Find the word "green" in the material below and gather every line that contains it.

_ _ _

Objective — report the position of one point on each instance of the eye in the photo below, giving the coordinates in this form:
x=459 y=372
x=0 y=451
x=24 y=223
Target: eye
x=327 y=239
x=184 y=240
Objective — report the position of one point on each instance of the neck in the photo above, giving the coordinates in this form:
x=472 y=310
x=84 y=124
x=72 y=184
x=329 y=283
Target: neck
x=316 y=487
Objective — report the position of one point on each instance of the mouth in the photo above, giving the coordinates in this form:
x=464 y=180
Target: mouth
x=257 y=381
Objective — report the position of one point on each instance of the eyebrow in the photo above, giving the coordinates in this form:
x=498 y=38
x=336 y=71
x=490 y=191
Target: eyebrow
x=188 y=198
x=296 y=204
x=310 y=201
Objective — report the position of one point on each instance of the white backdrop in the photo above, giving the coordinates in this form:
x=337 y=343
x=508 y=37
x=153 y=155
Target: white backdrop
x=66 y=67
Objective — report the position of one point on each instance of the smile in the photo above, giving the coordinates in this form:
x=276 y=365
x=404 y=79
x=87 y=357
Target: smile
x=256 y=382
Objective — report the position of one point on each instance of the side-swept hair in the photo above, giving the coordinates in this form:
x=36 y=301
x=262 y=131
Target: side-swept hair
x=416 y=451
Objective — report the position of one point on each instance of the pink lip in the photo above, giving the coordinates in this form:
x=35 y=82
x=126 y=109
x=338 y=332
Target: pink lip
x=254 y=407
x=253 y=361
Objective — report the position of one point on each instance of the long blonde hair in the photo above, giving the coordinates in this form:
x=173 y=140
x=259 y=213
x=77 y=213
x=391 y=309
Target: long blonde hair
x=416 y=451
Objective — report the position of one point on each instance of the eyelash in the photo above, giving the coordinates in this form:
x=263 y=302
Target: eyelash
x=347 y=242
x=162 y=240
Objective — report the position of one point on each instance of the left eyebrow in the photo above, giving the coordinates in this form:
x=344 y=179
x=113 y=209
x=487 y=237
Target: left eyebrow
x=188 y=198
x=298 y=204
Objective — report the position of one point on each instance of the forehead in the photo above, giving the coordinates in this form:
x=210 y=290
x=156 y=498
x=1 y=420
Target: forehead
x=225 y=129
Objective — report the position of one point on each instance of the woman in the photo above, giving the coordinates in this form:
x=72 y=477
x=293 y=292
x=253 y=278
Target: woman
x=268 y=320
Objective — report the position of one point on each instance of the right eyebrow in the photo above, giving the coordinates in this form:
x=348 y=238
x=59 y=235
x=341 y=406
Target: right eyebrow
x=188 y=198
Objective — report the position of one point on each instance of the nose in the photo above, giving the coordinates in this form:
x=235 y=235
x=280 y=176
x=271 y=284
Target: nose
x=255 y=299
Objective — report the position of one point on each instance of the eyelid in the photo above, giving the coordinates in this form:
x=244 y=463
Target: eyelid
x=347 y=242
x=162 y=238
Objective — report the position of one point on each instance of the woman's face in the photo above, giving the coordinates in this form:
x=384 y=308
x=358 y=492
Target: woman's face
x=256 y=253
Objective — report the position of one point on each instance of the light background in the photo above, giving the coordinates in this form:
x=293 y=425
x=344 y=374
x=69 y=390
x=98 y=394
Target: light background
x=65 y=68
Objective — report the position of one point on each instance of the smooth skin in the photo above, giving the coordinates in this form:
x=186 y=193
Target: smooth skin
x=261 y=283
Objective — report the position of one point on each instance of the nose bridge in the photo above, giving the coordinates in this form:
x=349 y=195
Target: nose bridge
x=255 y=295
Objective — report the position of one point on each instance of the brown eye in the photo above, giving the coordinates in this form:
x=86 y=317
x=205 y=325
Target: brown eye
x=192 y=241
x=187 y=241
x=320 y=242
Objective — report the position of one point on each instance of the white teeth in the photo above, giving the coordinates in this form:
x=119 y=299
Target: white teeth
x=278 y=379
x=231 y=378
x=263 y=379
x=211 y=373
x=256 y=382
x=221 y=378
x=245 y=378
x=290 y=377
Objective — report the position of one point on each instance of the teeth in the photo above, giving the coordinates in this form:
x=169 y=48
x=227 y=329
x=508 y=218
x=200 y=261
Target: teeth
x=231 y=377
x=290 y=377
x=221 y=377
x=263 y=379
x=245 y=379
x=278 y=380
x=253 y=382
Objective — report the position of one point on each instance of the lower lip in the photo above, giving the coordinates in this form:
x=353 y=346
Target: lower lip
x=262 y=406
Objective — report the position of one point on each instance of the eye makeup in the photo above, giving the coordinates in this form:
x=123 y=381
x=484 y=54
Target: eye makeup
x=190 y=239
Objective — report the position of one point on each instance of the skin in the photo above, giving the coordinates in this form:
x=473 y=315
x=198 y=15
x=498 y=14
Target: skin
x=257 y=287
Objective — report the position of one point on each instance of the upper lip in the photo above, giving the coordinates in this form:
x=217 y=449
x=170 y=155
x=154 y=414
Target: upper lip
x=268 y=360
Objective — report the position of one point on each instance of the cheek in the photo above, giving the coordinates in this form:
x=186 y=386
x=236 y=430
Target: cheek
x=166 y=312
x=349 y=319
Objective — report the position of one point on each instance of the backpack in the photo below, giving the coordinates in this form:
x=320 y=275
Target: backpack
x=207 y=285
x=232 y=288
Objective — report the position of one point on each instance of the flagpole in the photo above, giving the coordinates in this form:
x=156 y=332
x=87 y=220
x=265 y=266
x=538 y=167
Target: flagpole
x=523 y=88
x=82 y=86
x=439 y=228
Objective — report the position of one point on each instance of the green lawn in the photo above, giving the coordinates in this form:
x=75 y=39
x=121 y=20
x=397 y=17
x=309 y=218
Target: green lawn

_ _ _

## OUTPUT OF THE EXERCISE:
Objective — report the position of one point on each instance of the green lawn in the photo above, giving the coordinates in this form:
Target: green lawn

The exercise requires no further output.